**Task to carry out**: Retype all entries exactly as they stand, excluding pictures.

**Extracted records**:
•••••
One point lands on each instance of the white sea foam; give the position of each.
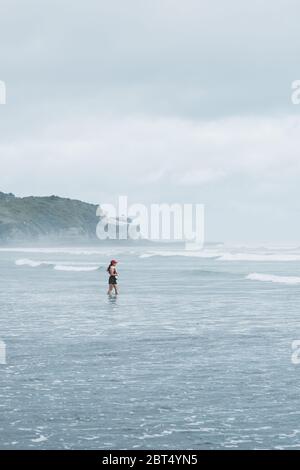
(64, 267)
(259, 257)
(186, 253)
(32, 263)
(58, 266)
(293, 280)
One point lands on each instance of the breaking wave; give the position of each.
(58, 266)
(292, 280)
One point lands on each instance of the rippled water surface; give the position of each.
(195, 353)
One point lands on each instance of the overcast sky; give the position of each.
(161, 100)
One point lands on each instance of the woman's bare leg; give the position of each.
(110, 289)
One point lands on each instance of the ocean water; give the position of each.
(195, 352)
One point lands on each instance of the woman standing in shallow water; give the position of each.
(112, 271)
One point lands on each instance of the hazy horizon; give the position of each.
(163, 102)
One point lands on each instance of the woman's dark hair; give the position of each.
(110, 265)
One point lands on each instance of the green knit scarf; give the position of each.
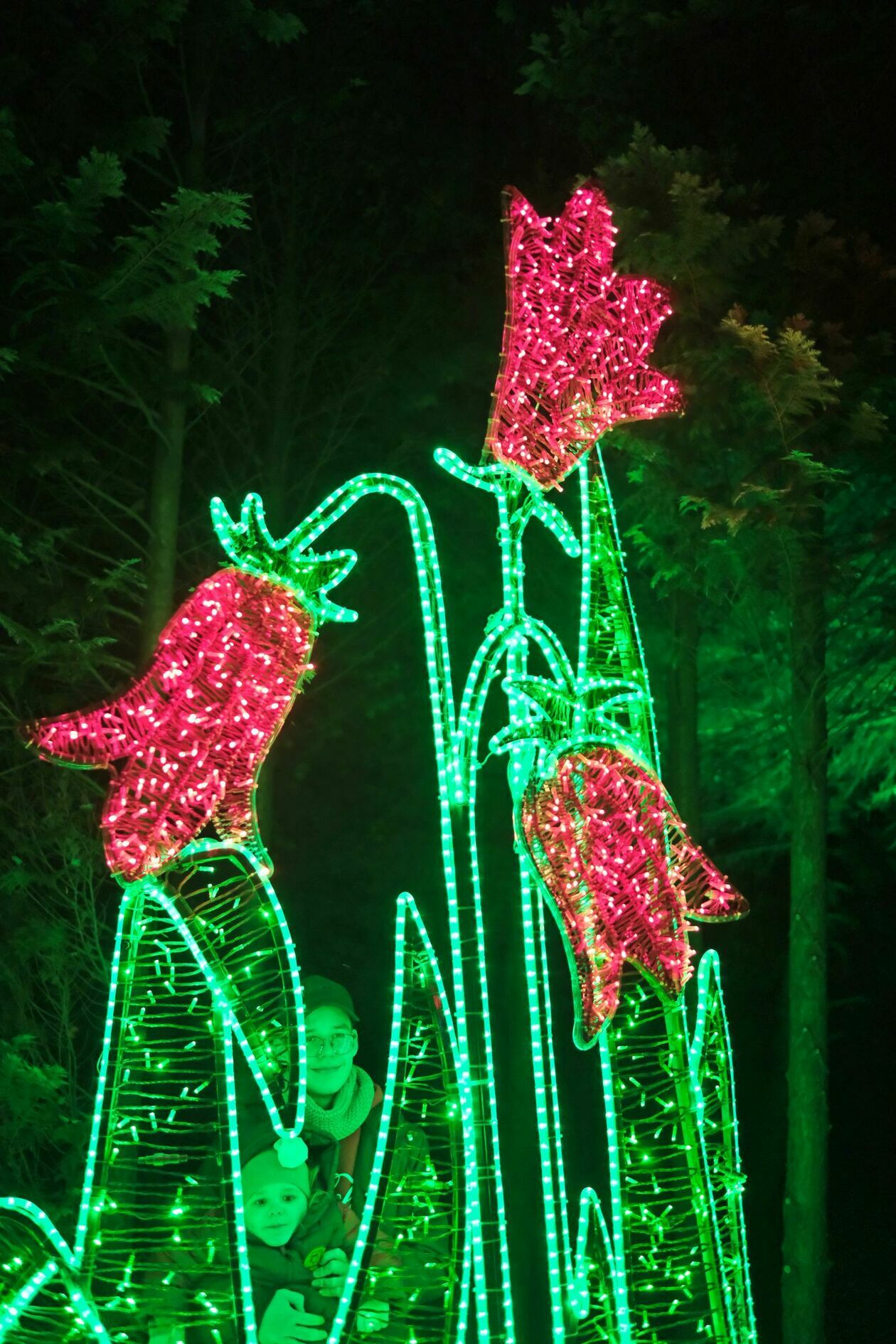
(351, 1108)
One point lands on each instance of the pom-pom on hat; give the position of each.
(267, 1170)
(320, 992)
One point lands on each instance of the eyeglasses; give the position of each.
(340, 1043)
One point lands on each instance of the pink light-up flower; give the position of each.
(186, 742)
(577, 339)
(621, 874)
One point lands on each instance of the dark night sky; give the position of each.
(796, 96)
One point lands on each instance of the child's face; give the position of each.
(274, 1212)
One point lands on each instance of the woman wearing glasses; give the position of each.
(344, 1104)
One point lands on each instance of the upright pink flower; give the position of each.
(577, 339)
(186, 742)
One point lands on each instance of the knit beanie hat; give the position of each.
(267, 1170)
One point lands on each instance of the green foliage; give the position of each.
(160, 277)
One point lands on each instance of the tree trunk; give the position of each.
(805, 1187)
(683, 774)
(164, 503)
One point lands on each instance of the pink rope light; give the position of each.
(577, 339)
(622, 874)
(186, 742)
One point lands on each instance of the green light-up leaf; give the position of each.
(252, 548)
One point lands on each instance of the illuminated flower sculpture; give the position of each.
(577, 339)
(186, 742)
(621, 874)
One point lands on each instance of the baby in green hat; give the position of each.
(297, 1249)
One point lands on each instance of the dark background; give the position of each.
(390, 129)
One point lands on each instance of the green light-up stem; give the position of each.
(491, 1279)
(713, 1081)
(62, 1262)
(506, 646)
(610, 646)
(607, 626)
(409, 927)
(230, 968)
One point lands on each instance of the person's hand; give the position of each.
(373, 1316)
(329, 1273)
(287, 1321)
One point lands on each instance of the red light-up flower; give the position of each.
(621, 874)
(577, 339)
(186, 742)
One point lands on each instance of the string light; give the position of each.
(205, 966)
(575, 339)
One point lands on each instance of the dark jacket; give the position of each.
(290, 1266)
(344, 1166)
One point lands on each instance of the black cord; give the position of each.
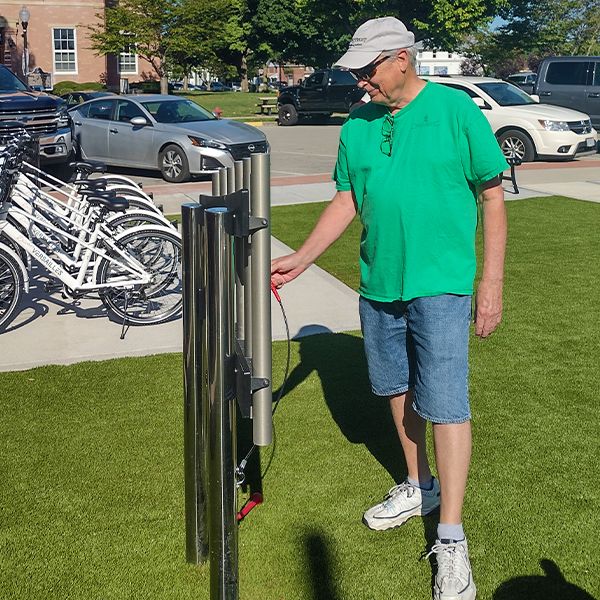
•••••
**Response below**:
One point lands on each instance of the white sea foam; give the position of each.
(64, 267)
(259, 257)
(186, 253)
(32, 263)
(58, 266)
(293, 280)
One point lands on each instance of the breaking wave; give the position of each.
(58, 266)
(292, 280)
One point lands on each instance of the rippled water surface; give the position of each.
(195, 353)
One point lands on each instance of the overcast sky; give the position of each.
(161, 100)
One point lands on each instance of the woman's bare leg; give the position of each.
(110, 289)
One point lands on each instance of the ocean water; give the position of each.
(195, 352)
One point lands on each instance of the woman standing in shallow water; give the position of each.
(112, 271)
One point lands on each instance of the hazy horizon; give the position of each.
(163, 102)
One point lands on each instance of the woman's dark hair; give the position of each.
(110, 265)
One point lands on each instance of the green knit scarf; give the position of each.
(351, 1108)
One point lands on each instance of the pom-pom on hat; give the position of each.
(267, 1170)
(320, 992)
One point lands on each instance of the eyeglasses; give the position of each.
(340, 1043)
One point lands on each instance of the pink light-up flower; give the position of each.
(186, 742)
(577, 339)
(621, 874)
One point lands on each instance of the dark night sky; give the position of each.
(796, 96)
One point lands on each instance of the child's face; give the position of each.
(274, 1212)
One point lands on each instance of the woman wearing glasses; give the position of each.
(344, 1104)
One point lands on each instance of the upright pink flower; give the position of each.
(577, 339)
(186, 742)
One point lands on each instance of the knit beanie hat; give the position of each.
(267, 1170)
One point lands on each instance of the green foliage; give the position of each.
(160, 277)
One point lands on each instance of the tree trunk; give the position of each.
(805, 1187)
(683, 774)
(164, 503)
One point lands on each instance of the pink rope light; give the position of each.
(577, 339)
(622, 874)
(186, 742)
One point lands on each instance of the green light-up leaf; give the position of each.
(252, 548)
One point lands on each instance of the illuminated flower sculpture; give the position of each.
(577, 339)
(186, 742)
(621, 874)
One point lands on each instance of the baby in green hat; give the position of each.
(297, 1249)
One point lands on each instance of the dark background; give the position of each.
(390, 129)
One point lands on each instance of the green light-up stem; give the position of each.
(491, 1279)
(713, 1081)
(62, 1262)
(506, 646)
(610, 646)
(607, 626)
(409, 927)
(230, 968)
One point lands on each instance of the person's hand; give the position of each.
(373, 1316)
(329, 1273)
(287, 1321)
One point lands on each instance of the red light-up flower; give the position of each.
(621, 874)
(577, 339)
(186, 742)
One point lands on each instance of the string light; give the position of each.
(205, 966)
(575, 339)
One point lands on each instance of the dark jacket; give the position of each.
(290, 1266)
(344, 1166)
One point lands on each instance of the black cord; give the position of each.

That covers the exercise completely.